(Your objective) From the listing, collect all lines containing the word "before".

(Data to process)
╭──

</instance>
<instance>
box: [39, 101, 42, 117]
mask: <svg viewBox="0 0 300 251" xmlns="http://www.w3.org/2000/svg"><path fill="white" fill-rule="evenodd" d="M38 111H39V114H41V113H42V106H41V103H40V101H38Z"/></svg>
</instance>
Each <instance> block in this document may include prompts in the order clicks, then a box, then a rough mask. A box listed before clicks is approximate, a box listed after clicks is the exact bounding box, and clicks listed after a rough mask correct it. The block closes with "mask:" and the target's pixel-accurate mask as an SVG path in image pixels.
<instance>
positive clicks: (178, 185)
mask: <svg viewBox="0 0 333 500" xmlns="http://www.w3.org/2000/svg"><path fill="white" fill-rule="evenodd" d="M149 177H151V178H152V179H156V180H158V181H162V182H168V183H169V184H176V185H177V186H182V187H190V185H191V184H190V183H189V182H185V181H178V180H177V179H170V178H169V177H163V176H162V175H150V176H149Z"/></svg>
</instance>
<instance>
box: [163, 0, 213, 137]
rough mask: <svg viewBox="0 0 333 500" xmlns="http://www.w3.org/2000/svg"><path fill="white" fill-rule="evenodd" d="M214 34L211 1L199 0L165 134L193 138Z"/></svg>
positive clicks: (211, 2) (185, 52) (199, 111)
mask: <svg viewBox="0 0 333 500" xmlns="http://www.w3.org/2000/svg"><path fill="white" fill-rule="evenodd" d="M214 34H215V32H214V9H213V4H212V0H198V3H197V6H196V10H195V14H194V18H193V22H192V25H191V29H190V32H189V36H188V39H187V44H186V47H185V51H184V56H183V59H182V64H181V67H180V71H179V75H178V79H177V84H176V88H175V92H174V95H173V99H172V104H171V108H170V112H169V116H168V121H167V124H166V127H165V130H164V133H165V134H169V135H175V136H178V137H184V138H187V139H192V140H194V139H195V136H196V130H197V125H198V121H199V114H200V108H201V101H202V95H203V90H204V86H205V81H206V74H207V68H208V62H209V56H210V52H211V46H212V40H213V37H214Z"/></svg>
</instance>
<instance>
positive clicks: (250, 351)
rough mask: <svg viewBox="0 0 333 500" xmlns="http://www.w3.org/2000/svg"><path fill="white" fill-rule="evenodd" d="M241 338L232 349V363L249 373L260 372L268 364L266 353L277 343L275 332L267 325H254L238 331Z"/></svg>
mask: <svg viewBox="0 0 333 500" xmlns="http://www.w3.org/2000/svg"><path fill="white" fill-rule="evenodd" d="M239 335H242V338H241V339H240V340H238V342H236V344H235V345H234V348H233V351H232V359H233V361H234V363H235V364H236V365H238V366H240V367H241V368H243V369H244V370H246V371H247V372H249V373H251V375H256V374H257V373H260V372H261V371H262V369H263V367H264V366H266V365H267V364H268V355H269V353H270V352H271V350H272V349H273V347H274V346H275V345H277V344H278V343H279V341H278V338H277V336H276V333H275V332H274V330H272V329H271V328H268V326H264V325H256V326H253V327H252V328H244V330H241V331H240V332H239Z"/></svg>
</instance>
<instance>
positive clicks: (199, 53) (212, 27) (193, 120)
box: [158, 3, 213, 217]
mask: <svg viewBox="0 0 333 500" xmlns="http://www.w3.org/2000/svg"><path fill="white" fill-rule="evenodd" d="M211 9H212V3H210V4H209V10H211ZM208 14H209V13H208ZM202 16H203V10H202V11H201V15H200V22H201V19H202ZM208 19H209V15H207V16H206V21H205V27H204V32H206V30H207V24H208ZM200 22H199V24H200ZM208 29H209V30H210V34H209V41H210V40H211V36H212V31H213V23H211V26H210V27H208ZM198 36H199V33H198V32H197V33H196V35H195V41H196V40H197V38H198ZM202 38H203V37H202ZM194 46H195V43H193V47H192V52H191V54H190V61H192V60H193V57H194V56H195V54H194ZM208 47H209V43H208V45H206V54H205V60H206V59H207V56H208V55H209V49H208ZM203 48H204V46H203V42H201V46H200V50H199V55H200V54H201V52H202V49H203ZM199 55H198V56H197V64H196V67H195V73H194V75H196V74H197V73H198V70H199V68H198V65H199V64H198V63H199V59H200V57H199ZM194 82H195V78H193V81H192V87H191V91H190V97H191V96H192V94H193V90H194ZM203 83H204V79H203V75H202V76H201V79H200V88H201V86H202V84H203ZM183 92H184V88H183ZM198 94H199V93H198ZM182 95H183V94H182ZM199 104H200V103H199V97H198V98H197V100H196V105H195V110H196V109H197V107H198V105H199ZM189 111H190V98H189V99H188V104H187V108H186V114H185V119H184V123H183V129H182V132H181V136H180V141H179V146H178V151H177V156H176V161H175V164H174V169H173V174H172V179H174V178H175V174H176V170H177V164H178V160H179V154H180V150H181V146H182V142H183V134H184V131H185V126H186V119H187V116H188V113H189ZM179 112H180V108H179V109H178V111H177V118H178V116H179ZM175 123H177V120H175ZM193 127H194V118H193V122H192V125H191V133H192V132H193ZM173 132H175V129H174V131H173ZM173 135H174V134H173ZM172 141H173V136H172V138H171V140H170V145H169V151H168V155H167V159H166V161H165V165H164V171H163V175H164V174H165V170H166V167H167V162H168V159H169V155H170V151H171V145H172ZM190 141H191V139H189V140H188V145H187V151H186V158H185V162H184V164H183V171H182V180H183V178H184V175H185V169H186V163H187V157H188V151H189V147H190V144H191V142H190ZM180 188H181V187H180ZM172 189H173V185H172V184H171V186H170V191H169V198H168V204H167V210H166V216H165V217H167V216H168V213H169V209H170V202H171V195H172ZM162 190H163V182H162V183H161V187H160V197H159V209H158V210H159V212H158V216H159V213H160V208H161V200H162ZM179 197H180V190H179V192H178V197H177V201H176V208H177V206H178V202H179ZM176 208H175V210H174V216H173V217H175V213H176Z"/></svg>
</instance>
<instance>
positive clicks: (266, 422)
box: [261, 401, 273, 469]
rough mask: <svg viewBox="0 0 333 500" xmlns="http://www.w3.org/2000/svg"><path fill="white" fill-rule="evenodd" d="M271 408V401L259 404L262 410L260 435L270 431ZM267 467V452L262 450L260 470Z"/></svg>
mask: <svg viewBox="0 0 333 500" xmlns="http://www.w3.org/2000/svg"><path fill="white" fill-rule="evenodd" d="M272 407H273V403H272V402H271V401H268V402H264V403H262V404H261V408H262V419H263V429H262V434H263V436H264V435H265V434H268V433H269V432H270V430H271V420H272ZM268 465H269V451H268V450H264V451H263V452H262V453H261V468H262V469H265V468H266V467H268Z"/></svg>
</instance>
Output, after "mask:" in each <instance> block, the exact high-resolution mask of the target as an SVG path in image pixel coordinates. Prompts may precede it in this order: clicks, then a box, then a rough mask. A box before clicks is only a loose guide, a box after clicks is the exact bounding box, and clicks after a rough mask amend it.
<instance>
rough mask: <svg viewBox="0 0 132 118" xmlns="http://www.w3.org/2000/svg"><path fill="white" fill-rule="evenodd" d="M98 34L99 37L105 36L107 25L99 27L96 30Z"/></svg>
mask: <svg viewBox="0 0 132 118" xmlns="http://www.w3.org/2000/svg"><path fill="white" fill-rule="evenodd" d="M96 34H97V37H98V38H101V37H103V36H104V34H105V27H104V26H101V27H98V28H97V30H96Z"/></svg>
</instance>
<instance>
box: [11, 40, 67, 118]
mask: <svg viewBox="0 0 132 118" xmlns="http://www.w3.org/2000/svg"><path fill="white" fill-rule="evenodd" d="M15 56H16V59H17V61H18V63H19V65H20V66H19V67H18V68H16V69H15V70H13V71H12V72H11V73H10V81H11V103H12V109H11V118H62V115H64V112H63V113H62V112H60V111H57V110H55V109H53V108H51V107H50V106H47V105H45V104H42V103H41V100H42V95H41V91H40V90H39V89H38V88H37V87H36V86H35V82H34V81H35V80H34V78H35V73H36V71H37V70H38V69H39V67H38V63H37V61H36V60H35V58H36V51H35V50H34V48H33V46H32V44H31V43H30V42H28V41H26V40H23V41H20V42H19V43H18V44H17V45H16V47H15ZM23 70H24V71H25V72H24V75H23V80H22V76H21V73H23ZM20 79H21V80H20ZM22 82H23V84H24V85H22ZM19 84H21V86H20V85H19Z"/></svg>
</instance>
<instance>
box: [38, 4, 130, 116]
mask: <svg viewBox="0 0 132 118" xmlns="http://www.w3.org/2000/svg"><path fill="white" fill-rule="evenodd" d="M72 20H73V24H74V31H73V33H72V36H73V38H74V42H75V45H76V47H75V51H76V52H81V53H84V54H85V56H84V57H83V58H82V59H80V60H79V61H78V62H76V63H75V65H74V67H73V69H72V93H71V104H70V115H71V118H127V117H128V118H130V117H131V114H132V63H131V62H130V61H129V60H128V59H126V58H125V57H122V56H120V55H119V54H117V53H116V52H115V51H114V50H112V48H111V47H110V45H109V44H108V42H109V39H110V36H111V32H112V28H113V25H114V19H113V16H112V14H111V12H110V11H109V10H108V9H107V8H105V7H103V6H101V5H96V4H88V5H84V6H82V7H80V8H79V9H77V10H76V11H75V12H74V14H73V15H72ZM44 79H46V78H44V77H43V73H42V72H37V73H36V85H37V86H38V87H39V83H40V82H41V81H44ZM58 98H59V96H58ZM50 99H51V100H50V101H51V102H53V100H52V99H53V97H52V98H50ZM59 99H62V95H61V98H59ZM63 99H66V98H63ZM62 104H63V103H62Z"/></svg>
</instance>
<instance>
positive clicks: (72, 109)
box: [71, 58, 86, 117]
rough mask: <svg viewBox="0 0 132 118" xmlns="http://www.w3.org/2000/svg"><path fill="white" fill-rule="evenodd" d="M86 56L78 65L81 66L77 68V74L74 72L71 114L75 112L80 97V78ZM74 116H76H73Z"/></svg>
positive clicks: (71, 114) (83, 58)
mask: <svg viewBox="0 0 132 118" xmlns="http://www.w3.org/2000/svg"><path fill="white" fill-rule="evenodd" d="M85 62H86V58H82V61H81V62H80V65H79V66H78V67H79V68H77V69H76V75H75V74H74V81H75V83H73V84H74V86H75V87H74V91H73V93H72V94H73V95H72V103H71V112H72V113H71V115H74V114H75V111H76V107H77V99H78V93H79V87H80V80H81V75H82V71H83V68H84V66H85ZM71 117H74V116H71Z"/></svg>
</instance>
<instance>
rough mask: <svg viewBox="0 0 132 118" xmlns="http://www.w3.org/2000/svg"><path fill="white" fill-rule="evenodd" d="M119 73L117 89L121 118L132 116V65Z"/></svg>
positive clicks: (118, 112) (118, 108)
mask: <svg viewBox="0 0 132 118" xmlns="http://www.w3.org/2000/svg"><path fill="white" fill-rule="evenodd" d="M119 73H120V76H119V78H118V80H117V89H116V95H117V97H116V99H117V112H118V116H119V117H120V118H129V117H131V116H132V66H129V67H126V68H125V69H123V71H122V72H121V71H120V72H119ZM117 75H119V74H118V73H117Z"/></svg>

╰──

(Result)
Each <instance> block in this document may include prompts in the order clicks, then a box, then a rough mask. A box listed before clicks is approximate, a box listed after clicks is the exact bounding box, and clicks listed after a rough mask correct it. The block closes with "mask:" and the target's pixel-accurate mask as an SVG path in image pixels.
Output, after "mask:" in each <instance> block, the exact high-resolution mask of the target as an SVG path in image pixel coordinates. Prompts may precede it in this order: clicks, then a box, then a rough mask. A box before clicks is only a loose guide, a box after clicks is the exact bounding box, and clicks after a rough mask amend it.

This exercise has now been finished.